▶ [Activity]:
Give the data again in full, with every character unchanged.

▶ [Given information]:
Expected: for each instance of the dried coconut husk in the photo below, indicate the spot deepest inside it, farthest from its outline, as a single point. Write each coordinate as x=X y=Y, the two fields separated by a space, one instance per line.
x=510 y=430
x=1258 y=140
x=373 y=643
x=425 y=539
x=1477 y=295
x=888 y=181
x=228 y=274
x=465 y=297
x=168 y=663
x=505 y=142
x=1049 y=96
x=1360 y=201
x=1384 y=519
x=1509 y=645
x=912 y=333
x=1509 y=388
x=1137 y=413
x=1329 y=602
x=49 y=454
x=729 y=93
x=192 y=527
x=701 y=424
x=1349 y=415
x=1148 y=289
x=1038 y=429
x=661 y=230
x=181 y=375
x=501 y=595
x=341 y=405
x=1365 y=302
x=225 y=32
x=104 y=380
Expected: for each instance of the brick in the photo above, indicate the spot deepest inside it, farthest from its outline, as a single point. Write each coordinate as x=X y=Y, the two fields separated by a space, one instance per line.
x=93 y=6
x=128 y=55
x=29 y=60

▶ [Answer]:
Expected: for each instance of the dried coconut husk in the photo below, indicate the spot deepest inside it, farthest from its outline, as a single point. Write each coordinate as x=X y=Y, the two fields separated by a space, one instance per line.
x=510 y=430
x=1258 y=140
x=373 y=643
x=425 y=539
x=1477 y=295
x=888 y=181
x=228 y=274
x=465 y=297
x=168 y=663
x=505 y=142
x=1049 y=96
x=1360 y=201
x=1384 y=519
x=1509 y=645
x=912 y=333
x=1509 y=388
x=1137 y=413
x=1329 y=602
x=49 y=454
x=729 y=93
x=192 y=527
x=701 y=424
x=1349 y=415
x=1148 y=289
x=1038 y=429
x=661 y=230
x=181 y=375
x=501 y=595
x=341 y=405
x=1365 y=302
x=225 y=32
x=104 y=380
Expected: for each instance of the brick in the photo above, indicate the spot deepest inside it, farthest from its outline, as a single point. Write each coordinate as x=X y=Y, the two fields separated by a space, one instance per line.
x=93 y=6
x=128 y=55
x=29 y=60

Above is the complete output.